## Your goal
Give the listing again in full, exactly as written.

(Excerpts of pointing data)
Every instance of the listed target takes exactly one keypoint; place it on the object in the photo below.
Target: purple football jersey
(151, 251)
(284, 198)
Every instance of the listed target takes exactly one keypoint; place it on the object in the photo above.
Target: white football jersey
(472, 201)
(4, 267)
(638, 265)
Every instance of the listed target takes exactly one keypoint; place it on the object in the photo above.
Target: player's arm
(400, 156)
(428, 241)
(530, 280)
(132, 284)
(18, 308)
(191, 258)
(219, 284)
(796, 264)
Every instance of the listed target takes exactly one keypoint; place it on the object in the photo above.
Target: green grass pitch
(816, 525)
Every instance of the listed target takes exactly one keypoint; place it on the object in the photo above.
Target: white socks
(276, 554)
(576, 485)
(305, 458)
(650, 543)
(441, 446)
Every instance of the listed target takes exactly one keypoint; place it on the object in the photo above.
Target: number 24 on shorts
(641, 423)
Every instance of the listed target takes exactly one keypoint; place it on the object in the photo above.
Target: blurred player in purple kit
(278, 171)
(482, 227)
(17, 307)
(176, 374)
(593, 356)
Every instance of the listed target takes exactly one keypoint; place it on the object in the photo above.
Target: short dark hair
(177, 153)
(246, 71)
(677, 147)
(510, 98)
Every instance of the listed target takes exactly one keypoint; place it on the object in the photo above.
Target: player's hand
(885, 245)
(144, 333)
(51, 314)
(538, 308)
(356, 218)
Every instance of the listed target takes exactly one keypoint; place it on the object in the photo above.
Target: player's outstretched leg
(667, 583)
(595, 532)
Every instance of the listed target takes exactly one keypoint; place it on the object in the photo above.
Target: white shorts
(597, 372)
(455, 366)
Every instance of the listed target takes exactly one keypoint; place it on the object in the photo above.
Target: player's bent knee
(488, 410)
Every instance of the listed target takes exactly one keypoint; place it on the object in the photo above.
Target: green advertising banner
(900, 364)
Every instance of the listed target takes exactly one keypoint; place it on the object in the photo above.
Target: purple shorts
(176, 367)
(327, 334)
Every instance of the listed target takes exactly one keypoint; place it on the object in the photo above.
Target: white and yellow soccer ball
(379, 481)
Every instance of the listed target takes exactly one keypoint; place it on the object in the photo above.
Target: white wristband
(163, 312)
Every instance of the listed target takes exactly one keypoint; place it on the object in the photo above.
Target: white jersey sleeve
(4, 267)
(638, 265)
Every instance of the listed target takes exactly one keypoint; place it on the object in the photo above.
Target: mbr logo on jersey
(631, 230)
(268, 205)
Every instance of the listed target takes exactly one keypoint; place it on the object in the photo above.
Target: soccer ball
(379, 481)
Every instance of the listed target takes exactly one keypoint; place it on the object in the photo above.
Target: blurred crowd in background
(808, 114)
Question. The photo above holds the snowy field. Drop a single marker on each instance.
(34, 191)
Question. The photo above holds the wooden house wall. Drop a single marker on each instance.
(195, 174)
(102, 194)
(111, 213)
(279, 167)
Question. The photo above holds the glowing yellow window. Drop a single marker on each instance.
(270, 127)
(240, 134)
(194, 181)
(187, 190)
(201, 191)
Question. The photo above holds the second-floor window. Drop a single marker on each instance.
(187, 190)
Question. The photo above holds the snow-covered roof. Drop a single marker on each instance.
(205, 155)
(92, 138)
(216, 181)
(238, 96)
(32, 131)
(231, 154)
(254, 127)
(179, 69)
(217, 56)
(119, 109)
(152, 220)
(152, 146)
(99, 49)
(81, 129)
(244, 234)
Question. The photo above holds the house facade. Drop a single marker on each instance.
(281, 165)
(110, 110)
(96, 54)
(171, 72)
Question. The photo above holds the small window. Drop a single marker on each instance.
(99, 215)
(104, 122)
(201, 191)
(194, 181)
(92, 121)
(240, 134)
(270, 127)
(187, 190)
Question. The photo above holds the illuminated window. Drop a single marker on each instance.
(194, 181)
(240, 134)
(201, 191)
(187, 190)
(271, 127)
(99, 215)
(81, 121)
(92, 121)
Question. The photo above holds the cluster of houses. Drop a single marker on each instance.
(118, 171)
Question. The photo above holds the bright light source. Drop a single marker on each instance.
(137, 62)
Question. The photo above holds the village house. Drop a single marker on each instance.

## Output for this exercise
Every instance of the listed target takes exactly one keypoint; place it on the object in the photo below.
Target: purple football jersey
(151, 251)
(284, 198)
Every instance of the listed target takes exactly one keypoint; place it on the object in the photo above.
Target: white football jersey
(472, 201)
(4, 267)
(638, 265)
Every instance of the listed target takes exactly one keypoint; place it on the object in the photo above.
Target: player's arm
(400, 156)
(428, 241)
(530, 280)
(132, 284)
(18, 308)
(191, 258)
(219, 284)
(796, 264)
Every instance of the listed target takes exactly one keypoint; place it on the object in the photo above.
Target: green grass pitch
(816, 525)
Every instance of the listed target takes exactly one keypoint; place it on the object in the photo above.
Target: white socks
(276, 554)
(576, 485)
(305, 458)
(650, 543)
(441, 446)
Every instance of the listed target takes exactly one keypoint; place it on the object in the photo above.
Target: number 24 on shorts
(641, 423)
Every instance of the listed target takes exactly one keypoint; place it on the object in the photo above.
Target: blurred player in purple kit
(278, 171)
(482, 227)
(17, 307)
(176, 374)
(593, 356)
Every instance of the listed target takes exactly one keypoint; place it on the object in the photo above.
Target: short dark hair
(177, 153)
(246, 71)
(677, 147)
(510, 98)
Every instance of the listed target takes exactly one keypoint; place it on the object in the photo above.
Target: player's hand
(885, 245)
(144, 333)
(51, 314)
(538, 308)
(356, 218)
Every instance of the listed target takes exactly one keypoint; place it on the object in the photo above.
Target: player's outstretched leg
(667, 583)
(595, 532)
Every instance of the listed target takes exactly one keypoint; place it on the object in the photo above.
Target: white shorts
(597, 372)
(455, 366)
Every instance of the listed target takes exactly one keypoint; place it on the object in the photo above.
Target: player's bent knee
(488, 410)
Every instance of the listed target takes exactly one keypoint; place it on the object in the photo above.
Target: green advertising banner
(900, 364)
Every instance of the listed target takes exactly one keypoint; place it on the object in the photo above.
Target: purple shorts
(176, 367)
(327, 334)
Every instance of the listed target takes exactly one keypoint; place it on the object in the photo above.
Target: white and yellow soccer ball
(379, 481)
Every instance of the listed target takes exactly one keypoint; place it on the object in the photo above.
Target: white wristband
(163, 312)
Every instance of the listed target takes exactly one keypoint; place it on the object in the photo above.
Target: white jersey sleeve
(4, 267)
(638, 265)
Every instance of the listed target takes exactly one keypoint; place it on the object in the photo above.
Target: mbr logo on jersey
(631, 230)
(268, 205)
Every instance of the listed target takes exactly one keypoint; place it on the object in the photo above.
Target: soccer ball
(379, 481)
Every instance of the listed target takes exactly one keypoint; place it on the object in the photo above.
Target: blurred crowd in background
(808, 114)
Question. The photo above holds the snowy field. Drop a single marker on each instance.
(34, 191)
Question. The photo above holds the wooden house wall. Drop a single marker on each instance.
(195, 174)
(102, 194)
(111, 213)
(279, 167)
Question. The photo above holds the glowing yellow window. Drop a single marker on each instance.
(270, 127)
(240, 134)
(194, 181)
(187, 190)
(201, 191)
Question. The photo above holds the second-floor window. Drop a single marker on each instance.
(187, 190)
Question. The photo above holds the snow-covered roof. Drop a single marker on each instance.
(205, 155)
(92, 138)
(216, 181)
(238, 96)
(32, 131)
(231, 154)
(254, 127)
(179, 69)
(217, 56)
(119, 109)
(152, 220)
(152, 146)
(99, 49)
(81, 129)
(244, 234)
Question. The photo above holds the house facade. Drop a single marker on each instance.
(281, 165)
(110, 110)
(96, 54)
(171, 72)
Question. The photo above holds the small window. Drop a single marker on each instance.
(99, 215)
(104, 122)
(201, 191)
(194, 181)
(92, 121)
(240, 134)
(270, 127)
(187, 190)
Question. The photo above holds the illuminated window. Drop a single marker on each instance.
(194, 181)
(240, 134)
(201, 191)
(187, 190)
(271, 127)
(99, 215)
(81, 121)
(92, 121)
Question. The photo above holds the cluster of houses. Drop a single marker on each instance.
(118, 171)
Question. The photo above holds the bright light source. Drop a single marker on each instance.
(137, 62)
Question. The photo above holds the village house. Drop a single marker on each instance.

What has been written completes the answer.